**Supplied data**
◇ ◇ ◇ ◇

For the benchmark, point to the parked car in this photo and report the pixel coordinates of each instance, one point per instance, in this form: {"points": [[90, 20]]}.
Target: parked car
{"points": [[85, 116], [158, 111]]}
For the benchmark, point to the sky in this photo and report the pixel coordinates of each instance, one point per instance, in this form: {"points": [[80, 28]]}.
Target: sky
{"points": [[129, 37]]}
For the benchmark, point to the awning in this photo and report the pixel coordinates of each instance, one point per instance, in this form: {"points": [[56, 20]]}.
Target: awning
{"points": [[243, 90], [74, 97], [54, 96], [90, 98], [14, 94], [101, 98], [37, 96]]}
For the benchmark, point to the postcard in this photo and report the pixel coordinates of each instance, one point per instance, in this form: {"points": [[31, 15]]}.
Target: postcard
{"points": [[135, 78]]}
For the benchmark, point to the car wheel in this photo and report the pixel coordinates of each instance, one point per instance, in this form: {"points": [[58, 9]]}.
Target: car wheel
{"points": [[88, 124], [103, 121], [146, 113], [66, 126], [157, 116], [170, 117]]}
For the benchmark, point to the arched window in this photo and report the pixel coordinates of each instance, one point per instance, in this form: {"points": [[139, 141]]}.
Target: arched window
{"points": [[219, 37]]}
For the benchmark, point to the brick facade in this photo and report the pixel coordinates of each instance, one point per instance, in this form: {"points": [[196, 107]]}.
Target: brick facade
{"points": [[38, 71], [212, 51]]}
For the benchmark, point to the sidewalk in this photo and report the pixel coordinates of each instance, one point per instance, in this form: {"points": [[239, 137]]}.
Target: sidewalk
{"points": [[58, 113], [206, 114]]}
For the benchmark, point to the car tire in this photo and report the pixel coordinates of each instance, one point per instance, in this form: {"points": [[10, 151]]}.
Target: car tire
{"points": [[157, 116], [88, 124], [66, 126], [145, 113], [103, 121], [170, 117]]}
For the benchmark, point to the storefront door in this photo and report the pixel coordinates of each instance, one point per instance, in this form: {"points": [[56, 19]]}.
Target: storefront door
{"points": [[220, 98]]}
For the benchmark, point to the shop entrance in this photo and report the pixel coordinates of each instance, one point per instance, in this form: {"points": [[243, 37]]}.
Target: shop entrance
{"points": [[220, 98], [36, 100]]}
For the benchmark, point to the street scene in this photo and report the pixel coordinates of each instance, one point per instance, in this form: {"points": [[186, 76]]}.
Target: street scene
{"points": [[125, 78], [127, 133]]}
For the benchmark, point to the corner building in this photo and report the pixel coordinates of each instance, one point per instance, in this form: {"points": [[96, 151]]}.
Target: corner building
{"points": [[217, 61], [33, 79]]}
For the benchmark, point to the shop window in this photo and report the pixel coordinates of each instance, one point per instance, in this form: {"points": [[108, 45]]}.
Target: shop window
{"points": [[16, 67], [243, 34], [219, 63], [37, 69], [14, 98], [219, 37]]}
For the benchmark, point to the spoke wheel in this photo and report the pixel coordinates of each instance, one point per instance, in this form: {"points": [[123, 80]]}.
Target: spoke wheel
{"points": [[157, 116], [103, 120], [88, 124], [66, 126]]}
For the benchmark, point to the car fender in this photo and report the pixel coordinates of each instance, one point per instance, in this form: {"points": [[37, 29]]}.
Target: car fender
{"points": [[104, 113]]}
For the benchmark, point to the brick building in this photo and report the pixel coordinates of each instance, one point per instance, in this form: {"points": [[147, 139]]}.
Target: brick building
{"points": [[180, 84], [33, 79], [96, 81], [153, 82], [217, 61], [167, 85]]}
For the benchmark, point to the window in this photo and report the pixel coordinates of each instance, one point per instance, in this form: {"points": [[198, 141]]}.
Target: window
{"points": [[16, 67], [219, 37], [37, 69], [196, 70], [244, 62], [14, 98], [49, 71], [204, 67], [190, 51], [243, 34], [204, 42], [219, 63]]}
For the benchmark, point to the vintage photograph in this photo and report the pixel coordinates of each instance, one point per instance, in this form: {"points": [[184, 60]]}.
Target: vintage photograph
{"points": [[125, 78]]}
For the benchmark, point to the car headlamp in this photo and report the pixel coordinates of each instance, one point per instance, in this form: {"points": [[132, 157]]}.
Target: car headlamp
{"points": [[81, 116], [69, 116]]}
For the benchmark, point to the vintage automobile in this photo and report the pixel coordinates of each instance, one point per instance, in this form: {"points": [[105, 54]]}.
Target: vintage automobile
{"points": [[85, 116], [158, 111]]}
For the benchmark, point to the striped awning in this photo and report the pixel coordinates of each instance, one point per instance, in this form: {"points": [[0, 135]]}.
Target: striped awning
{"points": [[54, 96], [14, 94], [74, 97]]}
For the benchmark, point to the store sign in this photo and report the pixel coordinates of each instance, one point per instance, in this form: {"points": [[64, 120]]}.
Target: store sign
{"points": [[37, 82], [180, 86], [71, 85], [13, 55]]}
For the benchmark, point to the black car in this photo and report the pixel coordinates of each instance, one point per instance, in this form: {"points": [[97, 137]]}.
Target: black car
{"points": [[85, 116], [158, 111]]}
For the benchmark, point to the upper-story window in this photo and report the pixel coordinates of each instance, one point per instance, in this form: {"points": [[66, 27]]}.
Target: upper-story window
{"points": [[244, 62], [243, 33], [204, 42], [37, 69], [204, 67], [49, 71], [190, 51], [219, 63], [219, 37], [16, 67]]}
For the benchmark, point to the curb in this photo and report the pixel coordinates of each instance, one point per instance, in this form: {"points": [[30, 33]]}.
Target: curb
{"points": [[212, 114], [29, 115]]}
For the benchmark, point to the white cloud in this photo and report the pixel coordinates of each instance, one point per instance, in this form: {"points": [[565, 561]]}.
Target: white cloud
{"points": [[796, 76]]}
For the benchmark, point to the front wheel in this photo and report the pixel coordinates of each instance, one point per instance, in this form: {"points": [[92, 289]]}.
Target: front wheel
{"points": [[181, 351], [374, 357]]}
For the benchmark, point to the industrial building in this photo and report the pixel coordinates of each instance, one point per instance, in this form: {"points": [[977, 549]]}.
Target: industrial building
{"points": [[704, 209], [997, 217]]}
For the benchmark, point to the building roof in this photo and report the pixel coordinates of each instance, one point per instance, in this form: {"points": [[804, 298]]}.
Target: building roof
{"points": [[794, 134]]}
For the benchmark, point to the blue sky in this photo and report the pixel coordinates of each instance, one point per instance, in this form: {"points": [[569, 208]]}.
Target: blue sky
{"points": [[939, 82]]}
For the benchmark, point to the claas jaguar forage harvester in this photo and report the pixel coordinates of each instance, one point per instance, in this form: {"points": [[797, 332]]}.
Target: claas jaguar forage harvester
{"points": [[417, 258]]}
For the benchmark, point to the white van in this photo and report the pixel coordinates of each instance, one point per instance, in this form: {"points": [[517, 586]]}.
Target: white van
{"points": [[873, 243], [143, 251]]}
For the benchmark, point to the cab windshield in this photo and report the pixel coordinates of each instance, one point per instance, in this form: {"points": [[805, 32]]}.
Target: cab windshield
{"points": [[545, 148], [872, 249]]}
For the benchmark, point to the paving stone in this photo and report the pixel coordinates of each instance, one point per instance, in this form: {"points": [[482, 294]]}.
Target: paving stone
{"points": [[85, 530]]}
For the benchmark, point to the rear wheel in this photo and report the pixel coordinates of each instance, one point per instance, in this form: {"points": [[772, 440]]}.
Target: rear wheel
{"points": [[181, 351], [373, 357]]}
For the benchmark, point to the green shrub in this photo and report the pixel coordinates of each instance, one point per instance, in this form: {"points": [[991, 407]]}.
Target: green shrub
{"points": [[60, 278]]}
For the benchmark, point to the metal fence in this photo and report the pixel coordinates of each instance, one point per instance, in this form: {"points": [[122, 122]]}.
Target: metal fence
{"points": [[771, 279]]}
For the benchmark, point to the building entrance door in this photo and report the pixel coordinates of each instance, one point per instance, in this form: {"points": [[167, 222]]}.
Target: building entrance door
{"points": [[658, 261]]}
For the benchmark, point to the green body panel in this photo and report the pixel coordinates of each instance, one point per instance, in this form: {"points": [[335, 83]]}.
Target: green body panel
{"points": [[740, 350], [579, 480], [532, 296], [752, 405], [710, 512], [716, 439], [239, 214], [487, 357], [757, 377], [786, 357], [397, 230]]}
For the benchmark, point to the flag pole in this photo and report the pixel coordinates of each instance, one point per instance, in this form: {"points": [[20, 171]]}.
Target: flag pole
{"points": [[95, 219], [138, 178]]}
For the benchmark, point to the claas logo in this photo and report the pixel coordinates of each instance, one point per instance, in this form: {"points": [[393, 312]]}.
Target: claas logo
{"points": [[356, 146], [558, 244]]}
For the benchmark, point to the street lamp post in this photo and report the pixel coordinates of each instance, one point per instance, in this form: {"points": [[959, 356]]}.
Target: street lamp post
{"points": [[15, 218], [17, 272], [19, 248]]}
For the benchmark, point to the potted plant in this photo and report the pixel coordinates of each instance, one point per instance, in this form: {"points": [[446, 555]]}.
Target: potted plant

◇ ◇ ◇ ◇

**Set exercise**
Return exactly the lines of the data, and only those, from the line with "For the benchmark, point to the flag" through the last line, inclusive.

**Response**
For the benchmark, point to the flag pole in this photo and report the pixel coordinates of each instance, one point per instance, in this form: {"points": [[20, 171]]}.
Target: flag pole
{"points": [[95, 219], [138, 178]]}
For the benchmark, point to the claas logo in this photo and report the pixel coordinates of each instance, one point per instance, in this form: {"points": [[393, 312]]}.
Target: claas logo
{"points": [[356, 146], [558, 244]]}
For the benchmark, point to the street lamp post in this photo and report the pixel coordinates of each instance, one point per instance, in this form: {"points": [[959, 356]]}.
Target: street lamp post
{"points": [[15, 218], [17, 272], [19, 248]]}
For the benchmark, point to the potted plant in this photo and report the pixel coordinates of each instance, one point per instance, in this form: {"points": [[446, 555]]}.
Target: potted plant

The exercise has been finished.